Source:
# Unstructured PDF Extractuion Pipeline Setup and Testing
### This file serves as a playground/workspace to demo Unstructured functionality before it is put into production. This is where we will test the extraction, chunking, metadata extraction, metadata tagging, and vector embedding of PDFs for CASSIE

#### Changelog
##### May 18th, 2024
**7:00 AM**  
* File created  
* Metadata extraction testing  

### Metadata Extraction from PDF Files

#### Imports

In [1]:
import pikepdf
import sys

#### Initial Extraction of Metadata

In [5]:
pdf_file = 'C:/Users/Dan/OneDrive/Documents/Crosslinx/CSDocs/Security Docs/5000-00-CTSC-48PA-0004_01.pdf'

pdf = pikepdf.Pdf.open(pdf_file)
docInfo = pdf.docinfo

for key, value in docInfo.items():
    print(f'{key}: {value}')

/CreationDate: D:20181004144423-04'00'
/Creator: Microsoft® Word 2013
/ModDate: D:20181004155108-04'00'
/Producer: Microsoft® Word 2013


#### Transform Date Function

In [6]:
import pikepdf
import datetime
import re
from dateutil.tz import tzutc, tzoffset
import sys

In [7]:
pdf_date_pattern = re.compile(''.join([
    r"(D:)?",
    r"(?P<year>/d/d/d/d)",
    r"(?P<month>/d/d)",
    r"(?P<day>/d/d)",
    r"(?P<hour>/d/d)",
    r"(?P<minute>/d/d)",
    r"(?P<second>/d/d)",
    r"(?P<tz_offset>[+-zZ])?",
    r"(?P<tz_hour>/d/d)?",
    r"'?(?P<tz_minute>/d/d)?'?"]))

In [8]:
def transform_date(date_str):
    """
    Convert a pdf date such as "D:20120321183444+07'00'" into a usable datetime
    http://www.verypdf.com/pdfinfoeditor/pdf-date-format.htm
    (D:YYYYMMDDHHmmSSOHH'mm')
    :param date_str: pdf date string
    :return: datetime object
    """
    global pdf_date_pattern
    match = re.match(pdf_date_pattern, date_str)
    if match:
        date_info = match.groupdict()

        for k, v in date_info.items():  # transform values
            if v is None:
                pass
            elif k == 'tz_offset':
                date_info[k] = v.lower()  # so we can treat Z as z
            else:
                date_info[k] = int(v)

        if date_info['tz_offset'] in ('z', None):  # UTC
            date_info['tzinfo'] = tzutc()
        else:
            multiplier = 1 if date_info['tz_offset'] == '+' else -1
            date_info['tzinfo'] = tzoffset(None, multiplier*(3600 * date_info['tz_hour'] + 60 * date_info['tz_minute']))

        for k in ('tz_offset', 'tz_hour', 'tz_minute'):  # no longer needed
            del date_info[k]

        return datetime.datetime(**date_info)

Problem 1: According to the PDF extraction notebook, what program is listed as the Creator of the sample PDF?
Problem 2: Continue the PDF extraction notebook from the point where it stops.
The items after the PDF extraction notebook are separate material unrelated to it.

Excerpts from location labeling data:
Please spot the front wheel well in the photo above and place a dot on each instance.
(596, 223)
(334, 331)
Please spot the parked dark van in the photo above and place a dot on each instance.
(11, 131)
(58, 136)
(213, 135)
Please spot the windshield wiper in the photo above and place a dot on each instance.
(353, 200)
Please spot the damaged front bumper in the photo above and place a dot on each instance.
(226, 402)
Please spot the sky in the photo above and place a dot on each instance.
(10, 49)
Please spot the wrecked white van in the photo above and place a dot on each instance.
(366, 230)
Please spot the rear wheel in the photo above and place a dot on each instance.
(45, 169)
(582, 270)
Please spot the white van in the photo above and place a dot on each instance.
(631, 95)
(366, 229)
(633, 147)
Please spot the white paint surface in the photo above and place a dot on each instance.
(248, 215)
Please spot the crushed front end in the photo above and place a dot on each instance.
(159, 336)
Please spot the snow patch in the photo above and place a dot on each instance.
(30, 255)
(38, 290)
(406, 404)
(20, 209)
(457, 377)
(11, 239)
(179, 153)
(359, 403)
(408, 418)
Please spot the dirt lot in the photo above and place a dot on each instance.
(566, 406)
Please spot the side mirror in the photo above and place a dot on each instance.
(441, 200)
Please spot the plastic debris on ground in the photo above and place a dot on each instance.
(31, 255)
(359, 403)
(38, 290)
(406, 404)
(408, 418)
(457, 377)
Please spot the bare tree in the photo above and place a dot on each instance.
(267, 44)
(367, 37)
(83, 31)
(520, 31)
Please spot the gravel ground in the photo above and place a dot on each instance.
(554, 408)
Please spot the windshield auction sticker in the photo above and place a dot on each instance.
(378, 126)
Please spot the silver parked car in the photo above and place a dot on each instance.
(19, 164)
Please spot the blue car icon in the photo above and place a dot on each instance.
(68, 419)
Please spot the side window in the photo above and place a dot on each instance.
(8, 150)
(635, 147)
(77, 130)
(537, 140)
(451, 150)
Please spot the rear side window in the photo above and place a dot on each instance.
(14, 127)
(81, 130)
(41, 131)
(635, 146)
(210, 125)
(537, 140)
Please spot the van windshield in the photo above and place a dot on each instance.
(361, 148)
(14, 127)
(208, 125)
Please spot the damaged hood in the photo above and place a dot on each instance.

Final result 1: Microsoft® Word 2013

Final result 2:
#### Extract Dates from PDF

In [15]:
pdf = pikepdf.Pdf.open(pdf_file)
docinfo = pdf.docinfo
for key, value in docinfo.items():
    if str(value).startswith("D:"):
        # pdf datetime format, convert to python datetime
        value = transform_date(str(pdf.docinfo["/CreationDate"]))
    print(key, ":", value)

/CreationDate : 2018-10-04 14:44:23-04:00
/Creator : Microsoft® Word 2013
/ModDate : 2018-10-04 14:44:23-04:00
/Producer : Microsoft® Word 2013


So it looks like the created and modified dates can be extracted from PDFs, even though I've downloaded them much later. I will try this for all the PDF files in the CSDocs folder to ensure it works properly

In [10]:
import os

In [45]:
CSDocs_path = 'C:/Users/Dan/OneDrive/Documents/Crosslinx/CSDocs/'

doc_info = []


for file in os.listdir(CSDocs_path):
        try:
            doc = {}
            if file.endswith('.pdf'):
                doc = {'filename': file}
                pdf = pikepdf.Pdf.open(CSDocs_path + file)
                docInfo = pdf.docinfo
                for key, value in docInfo.items():
                    print(f'{key}: {value}')
                    if str(value).startswith("D:"):
                        # pdf datetime format, convert to python datetime
                        value = transform_date(str(pdf.docinfo["/CreationDate"]))
                    if key == '/CreationDate':
                        key = 'Creation Date'
                    if key == '/Creator':
                        key = 'Creator'
                    if key == '/ModDate':
                        key = 'Modification Date'
                    if key == '/Producer':
                        key = 'Producer'
                    if key == '/Title':
                        key = 'Title'
                    if key == '/Subject':
                        key = 'Subject'
                    if key == '/Author':
                        key = 'Author'
                    doc[key] = value
                print('\n')
            if doc['filename']:
                doc_info.append(doc)
        except Exception as e:
            print(e)

/Author: Yousef Kimiagar
/CreationDate: D:20200210124719-05'00'
/Creator: Microsoft® Word for Office 365
/ModDate: D:20200210124719-05'00'
/Producer: Microsoft® Word for Office 365
/Title: SCHEDULE 15-2


/Author: David Robson/Duncan Robb
/CreationDate: D:20170927074532-04'00'
/Creator: Microsoft® Word 2013
/ModDate: D:20170927083115-04'00'
/Producer: Microsoft® Word 2013
/Subject: Eglinton Crosstown LRT Project
/Title: ECLRT Cyber Security Management Plan


'filename'
/Author: 
/CreationDate: D:20220506210237-04'00'
/Creator: Aspose Ltd.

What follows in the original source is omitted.